■ **WHAT THIS TASK INVOLVES**
An exact copy of the lines from the one containing "Query: snow-capped mountain" through the final line of the records is the only acceptable answer.

═══ GIVEN ENTRIES ═══

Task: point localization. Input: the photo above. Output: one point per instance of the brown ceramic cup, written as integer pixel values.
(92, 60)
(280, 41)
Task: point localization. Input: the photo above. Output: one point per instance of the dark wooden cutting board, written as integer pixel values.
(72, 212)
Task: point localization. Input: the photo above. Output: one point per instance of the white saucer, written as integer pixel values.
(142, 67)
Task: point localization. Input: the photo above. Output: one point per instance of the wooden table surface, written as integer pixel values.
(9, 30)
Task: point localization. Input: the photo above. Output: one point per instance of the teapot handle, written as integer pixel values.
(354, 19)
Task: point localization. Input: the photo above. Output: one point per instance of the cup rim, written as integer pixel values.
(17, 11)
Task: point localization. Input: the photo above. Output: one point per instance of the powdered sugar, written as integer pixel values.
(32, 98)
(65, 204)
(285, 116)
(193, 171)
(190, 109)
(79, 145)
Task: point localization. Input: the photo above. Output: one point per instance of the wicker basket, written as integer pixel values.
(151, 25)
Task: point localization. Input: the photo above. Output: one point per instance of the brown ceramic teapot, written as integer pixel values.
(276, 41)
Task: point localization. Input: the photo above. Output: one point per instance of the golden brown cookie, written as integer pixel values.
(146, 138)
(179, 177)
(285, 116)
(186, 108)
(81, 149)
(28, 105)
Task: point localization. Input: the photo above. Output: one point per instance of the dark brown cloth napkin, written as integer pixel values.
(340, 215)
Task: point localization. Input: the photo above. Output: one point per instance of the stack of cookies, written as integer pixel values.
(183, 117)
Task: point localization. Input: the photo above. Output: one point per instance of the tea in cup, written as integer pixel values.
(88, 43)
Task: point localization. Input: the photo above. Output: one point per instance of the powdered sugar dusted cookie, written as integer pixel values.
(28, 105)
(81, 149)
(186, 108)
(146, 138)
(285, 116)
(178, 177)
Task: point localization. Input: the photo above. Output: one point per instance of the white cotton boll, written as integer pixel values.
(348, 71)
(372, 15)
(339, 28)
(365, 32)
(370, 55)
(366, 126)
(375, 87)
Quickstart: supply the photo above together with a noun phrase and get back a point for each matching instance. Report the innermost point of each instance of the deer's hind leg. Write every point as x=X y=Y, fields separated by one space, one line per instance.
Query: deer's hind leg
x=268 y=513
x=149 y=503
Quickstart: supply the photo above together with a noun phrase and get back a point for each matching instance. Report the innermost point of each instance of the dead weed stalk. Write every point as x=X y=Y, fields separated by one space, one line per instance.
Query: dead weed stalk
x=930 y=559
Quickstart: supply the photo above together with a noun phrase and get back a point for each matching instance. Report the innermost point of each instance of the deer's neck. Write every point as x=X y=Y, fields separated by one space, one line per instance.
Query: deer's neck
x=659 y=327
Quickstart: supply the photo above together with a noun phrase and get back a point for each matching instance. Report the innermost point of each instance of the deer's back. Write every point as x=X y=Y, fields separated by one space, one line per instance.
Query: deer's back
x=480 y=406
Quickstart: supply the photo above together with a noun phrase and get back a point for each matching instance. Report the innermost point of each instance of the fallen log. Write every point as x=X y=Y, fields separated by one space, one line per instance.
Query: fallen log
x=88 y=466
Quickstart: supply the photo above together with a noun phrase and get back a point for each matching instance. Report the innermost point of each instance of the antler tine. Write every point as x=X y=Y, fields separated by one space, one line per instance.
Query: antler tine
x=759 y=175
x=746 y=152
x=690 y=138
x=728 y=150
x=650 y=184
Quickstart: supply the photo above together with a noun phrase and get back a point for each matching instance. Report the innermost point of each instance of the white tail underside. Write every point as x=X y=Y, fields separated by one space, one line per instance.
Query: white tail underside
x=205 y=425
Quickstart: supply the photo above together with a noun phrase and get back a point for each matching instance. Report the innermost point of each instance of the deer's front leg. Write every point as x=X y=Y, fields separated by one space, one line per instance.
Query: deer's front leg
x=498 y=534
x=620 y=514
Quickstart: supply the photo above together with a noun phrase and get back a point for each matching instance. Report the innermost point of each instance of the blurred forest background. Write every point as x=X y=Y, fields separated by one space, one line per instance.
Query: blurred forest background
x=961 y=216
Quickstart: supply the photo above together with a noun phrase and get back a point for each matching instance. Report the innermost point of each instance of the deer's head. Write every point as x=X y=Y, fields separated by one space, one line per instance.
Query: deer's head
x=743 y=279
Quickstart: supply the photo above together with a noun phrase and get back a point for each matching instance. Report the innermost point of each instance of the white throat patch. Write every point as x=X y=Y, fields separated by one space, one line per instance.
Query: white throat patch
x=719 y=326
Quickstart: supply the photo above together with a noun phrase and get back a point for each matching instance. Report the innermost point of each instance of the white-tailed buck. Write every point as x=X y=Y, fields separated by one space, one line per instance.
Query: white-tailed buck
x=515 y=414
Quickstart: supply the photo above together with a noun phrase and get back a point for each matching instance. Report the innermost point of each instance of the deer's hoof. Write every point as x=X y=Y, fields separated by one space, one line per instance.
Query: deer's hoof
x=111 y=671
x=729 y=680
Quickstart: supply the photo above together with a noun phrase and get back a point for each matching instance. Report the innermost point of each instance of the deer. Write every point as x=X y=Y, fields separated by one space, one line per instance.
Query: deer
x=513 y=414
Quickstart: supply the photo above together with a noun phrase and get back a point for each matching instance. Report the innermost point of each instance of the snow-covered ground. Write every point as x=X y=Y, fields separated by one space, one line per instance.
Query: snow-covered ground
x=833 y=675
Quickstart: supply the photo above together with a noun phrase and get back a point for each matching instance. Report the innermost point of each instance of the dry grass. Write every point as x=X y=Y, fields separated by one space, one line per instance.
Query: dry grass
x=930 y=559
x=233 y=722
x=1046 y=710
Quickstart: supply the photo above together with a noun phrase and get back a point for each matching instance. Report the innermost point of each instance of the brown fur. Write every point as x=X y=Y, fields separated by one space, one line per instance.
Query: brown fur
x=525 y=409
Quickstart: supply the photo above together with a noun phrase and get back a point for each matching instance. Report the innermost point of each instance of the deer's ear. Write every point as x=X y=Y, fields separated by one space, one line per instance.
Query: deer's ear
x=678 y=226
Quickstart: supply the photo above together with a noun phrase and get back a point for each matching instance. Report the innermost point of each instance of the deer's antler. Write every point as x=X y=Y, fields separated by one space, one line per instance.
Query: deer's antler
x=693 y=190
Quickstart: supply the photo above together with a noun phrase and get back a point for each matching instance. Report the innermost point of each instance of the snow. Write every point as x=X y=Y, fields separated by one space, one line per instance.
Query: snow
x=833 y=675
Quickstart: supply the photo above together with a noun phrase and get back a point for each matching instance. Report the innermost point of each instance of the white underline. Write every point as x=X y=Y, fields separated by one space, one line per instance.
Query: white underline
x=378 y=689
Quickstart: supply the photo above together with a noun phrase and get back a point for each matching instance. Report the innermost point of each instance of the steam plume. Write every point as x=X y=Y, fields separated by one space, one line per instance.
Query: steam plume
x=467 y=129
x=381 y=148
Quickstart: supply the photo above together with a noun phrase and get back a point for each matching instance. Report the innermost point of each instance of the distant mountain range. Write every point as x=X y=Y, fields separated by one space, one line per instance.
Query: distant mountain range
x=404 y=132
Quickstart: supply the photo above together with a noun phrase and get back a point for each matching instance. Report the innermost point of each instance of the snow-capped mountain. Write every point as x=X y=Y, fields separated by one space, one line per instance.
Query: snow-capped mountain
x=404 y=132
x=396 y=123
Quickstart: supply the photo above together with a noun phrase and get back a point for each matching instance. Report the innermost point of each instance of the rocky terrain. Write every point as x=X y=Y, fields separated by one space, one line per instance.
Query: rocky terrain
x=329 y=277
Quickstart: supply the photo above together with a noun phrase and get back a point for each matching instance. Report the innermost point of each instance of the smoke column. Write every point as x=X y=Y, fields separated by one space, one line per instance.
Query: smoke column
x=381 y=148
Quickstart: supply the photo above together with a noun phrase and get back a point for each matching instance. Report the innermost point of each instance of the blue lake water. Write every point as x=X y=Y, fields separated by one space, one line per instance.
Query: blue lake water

═══

■ **WRITTEN REPLY**
Query: snow-capped mountain
x=404 y=132
x=396 y=123
Quickstart: supply the photo above together with a noun phrase and get back a point for each matching instance. Report the innermost point of each instance of the rocky terrain. Write every point as x=X y=Y, fields separated by one space, one line per instance.
Query: rocky terrain
x=329 y=277
Quickstart: supply the photo above together with a noun phrase and get back a point for each matching instance. Report the innermost point of each instance of the smoke column. Write every point as x=X y=Y, fields separated by one space, one line per instance.
Query: smoke column
x=381 y=148
Quickstart: supply the photo above together with a noun phrase and get back a point for each matching instance. Report the innermost point of each instance of the blue lake water. Write every point as x=X y=Y, fields separated by one space, one line per instance.
Query: blue lake water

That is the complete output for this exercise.